> Aangeboden tekst:

:::

Kunstmuseum Den Haag has a treasure chamber of over 160.000 pieces of art. Here we work on making the highlights from this collection available online.
BESCHRIJVING
De fles van blauwgroen glas rust op een gladde voetring, de bovenste helft van de buik is gevat in een zilveren montuur dat met drie beugels verbonden is met de voetring. Het montuur en de beugels zijn gedecoreerd met opengewerkte bladvoluten, bloemen en druiven. Rond de mond van de fles is een zilveren sierrand met ajour bladmotieven tussen profiellijsten gemonteerd, waarop een stop rust, aan de rand verbonden met een ketting. Op de stop is een voorstelling van Bacchus aangebracht, zittende op druiventrossen geleund tegen een wijnvat, in zijn rechterhand een fluitglas.
CONSTRUCTIE
De voetring is gehamerd, de standring aangesoldeerd. De ajour blad- en bloemdecoratie op het montuur is gedreven, geciseleerd en opengewerkt. De buikversiering is aan één stuk gemaakt, twee beugels zijn hieraan vast gesoldeerd (mogelijk een latere restauratie). Na montage op de fles zijn de banden met de voetring verbonden met scharnieren. De versiering van de mondrand is gedreven en opengewerkt, de rand is rondgezet en met het ringetje voor de ketting vast gesoldeerd. De Bacchus voorstelling op de stop lijkt gegoten.

:::

> Gegevens:
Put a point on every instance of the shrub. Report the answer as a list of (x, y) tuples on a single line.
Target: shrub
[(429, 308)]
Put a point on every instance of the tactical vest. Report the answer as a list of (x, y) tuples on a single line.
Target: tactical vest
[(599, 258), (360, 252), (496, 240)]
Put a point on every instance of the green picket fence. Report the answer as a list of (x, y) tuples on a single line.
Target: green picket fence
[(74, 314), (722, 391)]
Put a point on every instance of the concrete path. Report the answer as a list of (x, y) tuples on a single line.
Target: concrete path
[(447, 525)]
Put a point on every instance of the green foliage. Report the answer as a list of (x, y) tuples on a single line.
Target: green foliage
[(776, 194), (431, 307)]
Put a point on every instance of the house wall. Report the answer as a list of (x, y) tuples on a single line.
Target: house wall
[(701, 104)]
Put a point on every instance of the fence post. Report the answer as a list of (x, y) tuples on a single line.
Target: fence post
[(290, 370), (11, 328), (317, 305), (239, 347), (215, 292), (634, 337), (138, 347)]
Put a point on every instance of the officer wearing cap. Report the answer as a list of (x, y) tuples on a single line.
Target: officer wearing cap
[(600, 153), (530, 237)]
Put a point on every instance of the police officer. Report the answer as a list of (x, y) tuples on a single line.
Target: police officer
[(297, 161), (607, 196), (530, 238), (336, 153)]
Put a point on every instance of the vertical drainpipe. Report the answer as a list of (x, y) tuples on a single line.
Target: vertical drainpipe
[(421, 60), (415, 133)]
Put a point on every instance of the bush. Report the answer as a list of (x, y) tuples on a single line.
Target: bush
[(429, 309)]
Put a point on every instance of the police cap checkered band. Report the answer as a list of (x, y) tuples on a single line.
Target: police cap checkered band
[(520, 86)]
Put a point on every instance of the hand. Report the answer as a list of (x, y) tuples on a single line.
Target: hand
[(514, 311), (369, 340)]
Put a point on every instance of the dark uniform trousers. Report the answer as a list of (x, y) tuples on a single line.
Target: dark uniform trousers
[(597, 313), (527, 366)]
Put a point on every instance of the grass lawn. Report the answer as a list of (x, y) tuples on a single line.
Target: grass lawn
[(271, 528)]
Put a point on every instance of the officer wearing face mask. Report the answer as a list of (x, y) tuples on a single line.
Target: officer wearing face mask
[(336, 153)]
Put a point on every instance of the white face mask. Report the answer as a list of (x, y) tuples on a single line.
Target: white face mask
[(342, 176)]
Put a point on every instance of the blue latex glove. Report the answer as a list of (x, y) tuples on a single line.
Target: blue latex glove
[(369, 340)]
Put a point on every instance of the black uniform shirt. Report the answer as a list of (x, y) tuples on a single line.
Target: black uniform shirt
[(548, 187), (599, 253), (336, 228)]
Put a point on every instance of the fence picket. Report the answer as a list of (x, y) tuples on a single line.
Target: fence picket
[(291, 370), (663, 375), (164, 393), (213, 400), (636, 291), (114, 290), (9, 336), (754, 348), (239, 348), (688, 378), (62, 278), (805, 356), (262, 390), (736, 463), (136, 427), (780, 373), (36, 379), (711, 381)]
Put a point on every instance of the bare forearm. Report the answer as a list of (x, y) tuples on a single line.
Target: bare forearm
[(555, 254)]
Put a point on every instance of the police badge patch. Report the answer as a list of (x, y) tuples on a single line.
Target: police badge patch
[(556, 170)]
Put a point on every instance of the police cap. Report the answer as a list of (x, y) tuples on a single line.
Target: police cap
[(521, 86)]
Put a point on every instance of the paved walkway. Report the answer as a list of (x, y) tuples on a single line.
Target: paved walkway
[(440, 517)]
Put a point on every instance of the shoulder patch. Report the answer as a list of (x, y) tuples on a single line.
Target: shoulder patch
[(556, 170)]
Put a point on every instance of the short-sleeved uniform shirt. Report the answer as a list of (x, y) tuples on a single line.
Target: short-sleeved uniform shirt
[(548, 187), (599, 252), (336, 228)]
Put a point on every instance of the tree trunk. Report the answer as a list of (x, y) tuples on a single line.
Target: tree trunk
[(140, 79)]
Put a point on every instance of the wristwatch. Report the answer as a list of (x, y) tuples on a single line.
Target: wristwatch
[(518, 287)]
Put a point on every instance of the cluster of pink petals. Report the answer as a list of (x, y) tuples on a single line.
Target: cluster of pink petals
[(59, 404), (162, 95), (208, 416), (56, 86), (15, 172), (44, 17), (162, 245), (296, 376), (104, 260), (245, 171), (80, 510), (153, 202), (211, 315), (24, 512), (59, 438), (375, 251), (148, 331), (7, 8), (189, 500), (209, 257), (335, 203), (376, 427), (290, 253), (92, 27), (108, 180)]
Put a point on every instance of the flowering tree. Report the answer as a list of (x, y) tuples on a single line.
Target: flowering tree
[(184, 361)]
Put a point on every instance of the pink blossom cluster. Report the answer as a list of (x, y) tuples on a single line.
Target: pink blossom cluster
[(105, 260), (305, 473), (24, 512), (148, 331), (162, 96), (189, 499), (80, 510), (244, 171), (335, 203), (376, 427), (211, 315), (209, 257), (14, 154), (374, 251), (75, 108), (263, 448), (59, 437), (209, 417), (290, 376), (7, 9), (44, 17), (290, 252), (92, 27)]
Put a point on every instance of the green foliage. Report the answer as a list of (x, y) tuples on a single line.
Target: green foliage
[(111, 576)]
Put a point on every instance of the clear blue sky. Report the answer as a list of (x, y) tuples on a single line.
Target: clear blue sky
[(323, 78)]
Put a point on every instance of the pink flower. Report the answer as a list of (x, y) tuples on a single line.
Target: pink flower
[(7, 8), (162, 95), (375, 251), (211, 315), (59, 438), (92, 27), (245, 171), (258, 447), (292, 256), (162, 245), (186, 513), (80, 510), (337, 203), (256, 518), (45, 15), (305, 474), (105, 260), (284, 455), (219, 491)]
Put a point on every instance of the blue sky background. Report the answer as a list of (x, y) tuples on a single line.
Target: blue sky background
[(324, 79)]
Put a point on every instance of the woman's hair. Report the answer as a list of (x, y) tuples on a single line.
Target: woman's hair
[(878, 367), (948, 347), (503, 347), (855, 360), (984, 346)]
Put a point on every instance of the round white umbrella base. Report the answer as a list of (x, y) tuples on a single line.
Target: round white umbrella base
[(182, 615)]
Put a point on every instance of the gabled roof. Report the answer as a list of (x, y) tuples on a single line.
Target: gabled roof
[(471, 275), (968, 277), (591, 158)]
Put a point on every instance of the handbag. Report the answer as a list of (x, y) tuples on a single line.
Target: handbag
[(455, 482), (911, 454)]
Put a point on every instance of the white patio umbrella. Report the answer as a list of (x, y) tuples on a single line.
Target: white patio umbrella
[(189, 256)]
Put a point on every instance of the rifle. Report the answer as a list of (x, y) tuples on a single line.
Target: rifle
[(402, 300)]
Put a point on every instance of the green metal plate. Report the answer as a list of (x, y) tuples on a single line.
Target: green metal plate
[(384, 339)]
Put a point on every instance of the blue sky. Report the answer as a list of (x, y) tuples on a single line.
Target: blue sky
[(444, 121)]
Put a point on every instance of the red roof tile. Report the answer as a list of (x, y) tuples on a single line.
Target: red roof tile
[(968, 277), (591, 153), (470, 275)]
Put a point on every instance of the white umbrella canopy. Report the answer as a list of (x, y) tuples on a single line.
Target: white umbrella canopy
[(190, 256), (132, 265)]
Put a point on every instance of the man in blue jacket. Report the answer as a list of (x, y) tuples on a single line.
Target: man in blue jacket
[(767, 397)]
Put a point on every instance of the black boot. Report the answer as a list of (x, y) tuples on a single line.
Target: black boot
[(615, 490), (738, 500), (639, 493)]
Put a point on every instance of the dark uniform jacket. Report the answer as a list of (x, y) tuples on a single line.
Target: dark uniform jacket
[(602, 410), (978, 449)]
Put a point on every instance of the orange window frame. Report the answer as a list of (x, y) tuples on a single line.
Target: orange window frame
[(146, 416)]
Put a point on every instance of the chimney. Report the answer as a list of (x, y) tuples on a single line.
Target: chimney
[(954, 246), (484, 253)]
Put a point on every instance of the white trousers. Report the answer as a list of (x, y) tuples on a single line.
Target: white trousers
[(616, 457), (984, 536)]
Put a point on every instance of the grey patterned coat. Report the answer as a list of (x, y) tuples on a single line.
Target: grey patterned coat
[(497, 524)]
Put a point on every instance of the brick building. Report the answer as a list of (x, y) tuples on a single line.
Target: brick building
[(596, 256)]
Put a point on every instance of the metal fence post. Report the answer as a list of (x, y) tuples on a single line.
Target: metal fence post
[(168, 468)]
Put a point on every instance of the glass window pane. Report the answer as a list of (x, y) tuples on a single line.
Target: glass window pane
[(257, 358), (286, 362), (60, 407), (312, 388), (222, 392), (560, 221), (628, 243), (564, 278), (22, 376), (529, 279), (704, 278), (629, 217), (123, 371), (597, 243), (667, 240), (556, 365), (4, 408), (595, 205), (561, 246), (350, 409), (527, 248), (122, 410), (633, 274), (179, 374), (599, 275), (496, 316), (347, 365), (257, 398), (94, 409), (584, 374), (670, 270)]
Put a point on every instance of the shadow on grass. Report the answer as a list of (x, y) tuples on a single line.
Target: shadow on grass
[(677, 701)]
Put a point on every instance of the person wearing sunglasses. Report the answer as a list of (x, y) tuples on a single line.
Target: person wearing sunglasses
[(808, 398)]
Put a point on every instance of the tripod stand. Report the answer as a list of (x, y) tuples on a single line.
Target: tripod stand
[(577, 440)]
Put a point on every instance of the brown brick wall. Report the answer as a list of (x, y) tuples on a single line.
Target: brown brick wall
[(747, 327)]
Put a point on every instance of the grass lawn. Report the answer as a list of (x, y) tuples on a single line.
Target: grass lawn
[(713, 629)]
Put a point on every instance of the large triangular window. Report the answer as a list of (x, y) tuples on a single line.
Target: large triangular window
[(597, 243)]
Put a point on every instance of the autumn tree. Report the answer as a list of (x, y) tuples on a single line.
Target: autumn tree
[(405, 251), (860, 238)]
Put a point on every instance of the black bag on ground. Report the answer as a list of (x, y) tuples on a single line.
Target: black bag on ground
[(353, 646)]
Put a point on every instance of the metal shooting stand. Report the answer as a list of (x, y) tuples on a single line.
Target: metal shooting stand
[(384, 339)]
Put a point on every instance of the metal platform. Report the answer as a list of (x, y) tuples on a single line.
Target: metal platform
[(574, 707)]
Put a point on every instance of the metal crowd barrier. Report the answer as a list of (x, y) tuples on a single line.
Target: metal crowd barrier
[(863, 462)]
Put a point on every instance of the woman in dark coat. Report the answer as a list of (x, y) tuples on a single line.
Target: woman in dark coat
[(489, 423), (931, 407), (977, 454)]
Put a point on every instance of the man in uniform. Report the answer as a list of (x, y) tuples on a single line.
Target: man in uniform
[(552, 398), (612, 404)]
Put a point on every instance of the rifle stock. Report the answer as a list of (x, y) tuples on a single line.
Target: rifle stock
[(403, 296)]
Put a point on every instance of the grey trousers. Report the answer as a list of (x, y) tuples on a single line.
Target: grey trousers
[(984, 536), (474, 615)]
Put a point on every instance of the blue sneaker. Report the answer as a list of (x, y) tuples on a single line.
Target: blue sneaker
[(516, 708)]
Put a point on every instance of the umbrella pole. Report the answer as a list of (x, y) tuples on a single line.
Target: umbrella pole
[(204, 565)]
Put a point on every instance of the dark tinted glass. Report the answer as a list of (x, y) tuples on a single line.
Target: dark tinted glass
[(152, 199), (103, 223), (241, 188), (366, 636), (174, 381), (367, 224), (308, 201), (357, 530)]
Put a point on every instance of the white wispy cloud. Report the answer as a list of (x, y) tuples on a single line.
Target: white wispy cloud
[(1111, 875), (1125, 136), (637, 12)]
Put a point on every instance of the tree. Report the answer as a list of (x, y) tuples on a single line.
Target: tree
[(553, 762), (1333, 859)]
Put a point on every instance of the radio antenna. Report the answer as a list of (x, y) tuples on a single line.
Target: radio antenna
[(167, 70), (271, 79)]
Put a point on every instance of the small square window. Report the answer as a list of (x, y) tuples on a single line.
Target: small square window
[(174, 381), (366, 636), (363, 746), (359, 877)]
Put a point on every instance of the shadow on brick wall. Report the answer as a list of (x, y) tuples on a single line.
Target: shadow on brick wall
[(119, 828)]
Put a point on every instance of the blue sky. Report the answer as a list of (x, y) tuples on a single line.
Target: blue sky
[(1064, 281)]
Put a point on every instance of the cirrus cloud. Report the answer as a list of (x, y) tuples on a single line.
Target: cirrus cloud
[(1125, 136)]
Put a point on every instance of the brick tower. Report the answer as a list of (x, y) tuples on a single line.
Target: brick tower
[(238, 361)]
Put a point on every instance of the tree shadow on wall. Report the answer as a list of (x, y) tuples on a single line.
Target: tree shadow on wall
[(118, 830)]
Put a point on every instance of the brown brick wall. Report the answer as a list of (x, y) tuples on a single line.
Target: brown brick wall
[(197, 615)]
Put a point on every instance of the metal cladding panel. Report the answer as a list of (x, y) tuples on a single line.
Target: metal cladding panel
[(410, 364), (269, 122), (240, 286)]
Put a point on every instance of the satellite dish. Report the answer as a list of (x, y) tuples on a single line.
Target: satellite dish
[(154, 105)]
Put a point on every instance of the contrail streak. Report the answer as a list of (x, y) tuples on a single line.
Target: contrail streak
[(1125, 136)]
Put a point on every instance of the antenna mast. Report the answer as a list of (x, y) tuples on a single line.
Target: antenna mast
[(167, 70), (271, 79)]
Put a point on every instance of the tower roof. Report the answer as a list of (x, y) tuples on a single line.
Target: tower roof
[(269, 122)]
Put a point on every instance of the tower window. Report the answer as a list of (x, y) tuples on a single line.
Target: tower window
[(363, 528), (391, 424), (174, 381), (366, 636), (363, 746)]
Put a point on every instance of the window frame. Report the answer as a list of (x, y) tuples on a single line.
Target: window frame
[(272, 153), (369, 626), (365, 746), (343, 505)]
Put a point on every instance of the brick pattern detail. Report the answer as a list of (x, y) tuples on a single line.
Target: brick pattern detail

:::

> Te maken opdrachten:
1. Citeer de volledige tekst over de gemonteerde fles woord voor woord.
2. Tel 92 op bij elke coördinaat in de antwoorden van de records, beginnend bij de regel met "Put a point on every instance of the tree shadow" en doorlopend tot en met de regel met "[(197, 615)]". Geef alleen die regels volledig opnieuw weer, ook de regels zonder antwoord.

> Uitkomsten:
1.
Kunstmuseum Den Haag has a treasure chamber of over 160.000 pieces of art. Here we work on making the highlights from this collection available online.
BESCHRIJVING
De fles van blauwgroen glas rust op een gladde voetring, de bovenste helft van de buik is gevat in een zilveren montuur dat met drie beugels verbonden is met de voetring. Het montuur en de beugels zijn gedecoreerd met opengewerkte bladvoluten, bloemen en druiven. Rond de mond van de fles is een zilveren sierrand met ajour bladmotieven tussen profiellijsten gemonteerd, waarop een stop rust, aan de rand verbonden met een ketting. Op de stop is een voorstelling van Bacchus aangebracht, zittende op druiventrossen geleund tegen een wijnvat, in zijn rechterhand een fluitglas.
CONSTRUCTIE
De voetring is gehamerd, de standring aangesoldeerd. De ajour blad- en bloemdecoratie op het montuur is gedreven, geciseleerd en opengewerkt. De buikversiering is aan één stuk gemaakt, twee beugels zijn hieraan vast gesoldeerd (mogelijk een latere restauratie). Na montage op de fles zijn de banden met de voetring verbonden met scharnieren. De versiering van de mondrand is gedreven en opengewerkt, de rand is rondgezet en met het ringetje voor de ketting vast gesoldeerd. De Bacchus voorstelling op de stop lijkt gegoten.

2.
Put a point on every instance of the tree shadow on wall. Report the answer as a list of (x, y) tuples on a single line.
Target: tree shadow on wall
[(210, 922)]
Put a point on every instance of the brown brick wall. Report the answer as a list of (x, y) tuples on a single line.
Target: brown brick wall
[(289, 707)]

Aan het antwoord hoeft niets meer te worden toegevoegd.